__Listed records__

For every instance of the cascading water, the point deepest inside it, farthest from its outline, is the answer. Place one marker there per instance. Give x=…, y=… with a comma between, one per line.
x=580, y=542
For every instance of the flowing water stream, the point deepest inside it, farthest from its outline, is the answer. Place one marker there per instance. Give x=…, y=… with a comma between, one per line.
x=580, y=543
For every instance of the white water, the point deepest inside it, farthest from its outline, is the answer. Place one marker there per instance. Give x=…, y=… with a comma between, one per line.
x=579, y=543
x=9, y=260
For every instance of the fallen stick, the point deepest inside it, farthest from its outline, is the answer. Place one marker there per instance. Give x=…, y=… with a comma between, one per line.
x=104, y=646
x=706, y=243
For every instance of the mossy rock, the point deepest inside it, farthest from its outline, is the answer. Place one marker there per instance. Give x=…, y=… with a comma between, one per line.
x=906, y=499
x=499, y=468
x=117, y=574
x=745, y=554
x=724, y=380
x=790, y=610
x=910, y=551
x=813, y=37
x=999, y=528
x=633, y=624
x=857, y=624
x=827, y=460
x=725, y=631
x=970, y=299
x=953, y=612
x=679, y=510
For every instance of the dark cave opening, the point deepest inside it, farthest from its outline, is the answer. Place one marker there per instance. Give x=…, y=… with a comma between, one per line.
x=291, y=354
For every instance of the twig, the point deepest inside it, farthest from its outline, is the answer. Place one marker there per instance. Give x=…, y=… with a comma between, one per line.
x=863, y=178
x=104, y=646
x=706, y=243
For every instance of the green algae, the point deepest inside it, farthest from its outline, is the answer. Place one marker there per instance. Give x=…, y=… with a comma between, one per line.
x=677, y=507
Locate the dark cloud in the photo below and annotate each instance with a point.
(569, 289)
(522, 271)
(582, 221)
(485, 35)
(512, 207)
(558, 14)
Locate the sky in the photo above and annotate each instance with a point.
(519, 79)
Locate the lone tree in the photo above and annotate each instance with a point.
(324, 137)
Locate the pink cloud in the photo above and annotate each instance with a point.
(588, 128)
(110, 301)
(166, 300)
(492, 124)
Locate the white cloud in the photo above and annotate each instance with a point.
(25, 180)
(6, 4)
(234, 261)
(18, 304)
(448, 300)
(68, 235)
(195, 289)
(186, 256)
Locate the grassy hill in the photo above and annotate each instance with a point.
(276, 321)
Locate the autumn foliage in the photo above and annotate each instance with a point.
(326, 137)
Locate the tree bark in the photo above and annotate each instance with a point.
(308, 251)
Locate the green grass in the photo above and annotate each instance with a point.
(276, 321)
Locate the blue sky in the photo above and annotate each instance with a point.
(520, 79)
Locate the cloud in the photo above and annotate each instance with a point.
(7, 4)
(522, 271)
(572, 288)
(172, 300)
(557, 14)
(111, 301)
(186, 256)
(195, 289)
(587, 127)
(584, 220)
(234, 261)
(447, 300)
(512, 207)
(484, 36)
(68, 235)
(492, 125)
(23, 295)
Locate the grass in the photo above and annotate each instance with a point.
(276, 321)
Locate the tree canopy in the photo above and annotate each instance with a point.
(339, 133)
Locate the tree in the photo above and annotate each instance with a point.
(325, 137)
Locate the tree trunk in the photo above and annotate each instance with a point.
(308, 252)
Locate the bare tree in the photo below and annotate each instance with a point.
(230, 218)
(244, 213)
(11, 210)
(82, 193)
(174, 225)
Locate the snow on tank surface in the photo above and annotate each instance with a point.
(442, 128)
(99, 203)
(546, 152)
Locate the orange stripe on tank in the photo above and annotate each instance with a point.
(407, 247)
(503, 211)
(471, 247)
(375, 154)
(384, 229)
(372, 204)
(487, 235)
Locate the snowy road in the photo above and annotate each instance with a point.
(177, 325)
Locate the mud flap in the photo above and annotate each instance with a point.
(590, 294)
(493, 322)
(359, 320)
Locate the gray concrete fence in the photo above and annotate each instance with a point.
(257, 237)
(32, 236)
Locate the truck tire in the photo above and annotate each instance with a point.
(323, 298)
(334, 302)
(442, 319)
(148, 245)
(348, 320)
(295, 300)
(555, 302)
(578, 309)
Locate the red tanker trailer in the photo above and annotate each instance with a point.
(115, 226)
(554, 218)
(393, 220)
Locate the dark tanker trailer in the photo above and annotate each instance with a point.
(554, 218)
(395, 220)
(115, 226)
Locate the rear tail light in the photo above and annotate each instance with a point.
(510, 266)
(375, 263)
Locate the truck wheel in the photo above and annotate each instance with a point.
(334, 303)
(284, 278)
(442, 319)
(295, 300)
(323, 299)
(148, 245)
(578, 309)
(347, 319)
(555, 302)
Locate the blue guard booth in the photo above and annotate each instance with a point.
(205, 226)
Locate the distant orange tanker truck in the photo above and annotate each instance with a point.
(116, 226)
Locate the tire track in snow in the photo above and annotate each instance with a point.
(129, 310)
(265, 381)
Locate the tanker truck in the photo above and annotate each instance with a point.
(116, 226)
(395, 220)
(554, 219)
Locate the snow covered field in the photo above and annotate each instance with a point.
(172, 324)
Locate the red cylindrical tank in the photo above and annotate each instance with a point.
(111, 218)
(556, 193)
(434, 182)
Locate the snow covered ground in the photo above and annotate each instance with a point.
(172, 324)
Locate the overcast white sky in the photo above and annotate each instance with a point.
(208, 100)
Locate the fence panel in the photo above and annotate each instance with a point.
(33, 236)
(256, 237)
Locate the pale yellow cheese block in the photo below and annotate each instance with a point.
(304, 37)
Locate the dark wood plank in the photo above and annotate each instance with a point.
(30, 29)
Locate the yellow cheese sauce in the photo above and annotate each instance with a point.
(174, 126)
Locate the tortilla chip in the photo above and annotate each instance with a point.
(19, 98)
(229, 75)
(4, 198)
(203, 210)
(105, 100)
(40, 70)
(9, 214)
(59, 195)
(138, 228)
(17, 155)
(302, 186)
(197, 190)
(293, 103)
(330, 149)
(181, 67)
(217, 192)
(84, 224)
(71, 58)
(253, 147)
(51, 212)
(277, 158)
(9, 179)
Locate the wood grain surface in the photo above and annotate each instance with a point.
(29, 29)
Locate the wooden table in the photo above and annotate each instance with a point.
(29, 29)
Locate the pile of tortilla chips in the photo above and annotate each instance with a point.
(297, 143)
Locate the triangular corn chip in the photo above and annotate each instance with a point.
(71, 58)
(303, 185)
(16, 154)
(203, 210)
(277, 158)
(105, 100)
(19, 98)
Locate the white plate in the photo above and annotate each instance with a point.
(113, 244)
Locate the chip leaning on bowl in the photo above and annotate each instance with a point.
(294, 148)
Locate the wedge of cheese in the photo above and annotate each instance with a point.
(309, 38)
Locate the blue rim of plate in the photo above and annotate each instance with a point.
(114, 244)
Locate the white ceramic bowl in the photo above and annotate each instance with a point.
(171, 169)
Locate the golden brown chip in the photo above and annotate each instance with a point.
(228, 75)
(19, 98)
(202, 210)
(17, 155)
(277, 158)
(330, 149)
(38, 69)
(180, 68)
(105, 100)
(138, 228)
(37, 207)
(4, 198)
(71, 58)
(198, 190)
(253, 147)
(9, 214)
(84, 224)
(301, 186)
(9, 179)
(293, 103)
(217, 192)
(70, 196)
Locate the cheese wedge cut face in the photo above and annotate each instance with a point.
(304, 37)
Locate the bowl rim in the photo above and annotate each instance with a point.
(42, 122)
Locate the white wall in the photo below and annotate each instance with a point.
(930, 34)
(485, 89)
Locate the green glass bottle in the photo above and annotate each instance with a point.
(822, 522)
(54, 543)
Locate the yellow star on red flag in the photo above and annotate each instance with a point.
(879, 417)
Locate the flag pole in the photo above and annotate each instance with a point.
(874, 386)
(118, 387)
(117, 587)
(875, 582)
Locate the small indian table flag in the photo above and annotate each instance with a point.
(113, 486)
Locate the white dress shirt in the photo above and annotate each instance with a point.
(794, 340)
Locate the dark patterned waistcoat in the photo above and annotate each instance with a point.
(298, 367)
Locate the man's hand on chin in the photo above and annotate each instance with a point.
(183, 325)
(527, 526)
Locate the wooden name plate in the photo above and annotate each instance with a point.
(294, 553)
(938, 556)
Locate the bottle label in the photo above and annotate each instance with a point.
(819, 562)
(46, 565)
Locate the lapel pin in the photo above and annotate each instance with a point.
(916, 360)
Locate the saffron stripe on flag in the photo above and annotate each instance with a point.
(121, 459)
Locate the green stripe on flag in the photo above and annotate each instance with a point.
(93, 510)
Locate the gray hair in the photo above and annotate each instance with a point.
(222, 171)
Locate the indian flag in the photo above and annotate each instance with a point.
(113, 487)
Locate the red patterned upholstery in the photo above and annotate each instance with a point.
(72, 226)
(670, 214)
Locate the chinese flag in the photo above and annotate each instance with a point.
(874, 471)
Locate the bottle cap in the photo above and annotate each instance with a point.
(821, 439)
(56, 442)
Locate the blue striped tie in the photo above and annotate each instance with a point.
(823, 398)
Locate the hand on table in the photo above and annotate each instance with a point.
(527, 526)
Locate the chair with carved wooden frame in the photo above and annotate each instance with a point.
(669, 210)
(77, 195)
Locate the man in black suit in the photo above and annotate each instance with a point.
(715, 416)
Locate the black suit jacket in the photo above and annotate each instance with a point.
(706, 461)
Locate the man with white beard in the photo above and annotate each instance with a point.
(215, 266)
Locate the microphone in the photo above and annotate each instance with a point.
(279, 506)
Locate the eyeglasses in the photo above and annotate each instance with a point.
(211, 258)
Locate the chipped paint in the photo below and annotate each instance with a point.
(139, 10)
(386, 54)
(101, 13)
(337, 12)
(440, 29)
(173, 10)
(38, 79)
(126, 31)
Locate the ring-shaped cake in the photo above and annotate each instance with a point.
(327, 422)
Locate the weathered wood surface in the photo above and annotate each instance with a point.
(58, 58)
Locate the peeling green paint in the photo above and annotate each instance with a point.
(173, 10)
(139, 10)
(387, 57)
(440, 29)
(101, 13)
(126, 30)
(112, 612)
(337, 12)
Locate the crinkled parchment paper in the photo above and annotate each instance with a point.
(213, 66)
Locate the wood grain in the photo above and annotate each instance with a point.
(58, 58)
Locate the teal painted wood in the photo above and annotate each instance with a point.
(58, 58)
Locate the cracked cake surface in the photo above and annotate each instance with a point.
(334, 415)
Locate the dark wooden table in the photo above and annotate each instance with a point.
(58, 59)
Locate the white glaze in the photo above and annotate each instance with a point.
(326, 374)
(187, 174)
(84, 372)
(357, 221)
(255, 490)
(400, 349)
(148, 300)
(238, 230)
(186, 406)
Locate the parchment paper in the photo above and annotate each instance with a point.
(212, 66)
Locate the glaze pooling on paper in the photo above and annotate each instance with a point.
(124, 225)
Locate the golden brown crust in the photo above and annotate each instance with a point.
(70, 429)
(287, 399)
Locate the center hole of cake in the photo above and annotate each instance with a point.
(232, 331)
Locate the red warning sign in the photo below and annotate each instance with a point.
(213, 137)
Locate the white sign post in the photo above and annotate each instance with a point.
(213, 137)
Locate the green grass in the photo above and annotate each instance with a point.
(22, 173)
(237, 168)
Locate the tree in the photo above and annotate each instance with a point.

__What you have to do__
Rewrite the items above from the very start through the line containing "x=580, y=542", swapping "cascading water" for "waterfall" and leaving everything else untouched. Return only those lines.

__Final answer__
For every instance of the waterfall, the point deepest inside it, farthest from its outline, is the answer. Place one marker there per instance. Give x=…, y=… with a comma between, one per line.
x=580, y=542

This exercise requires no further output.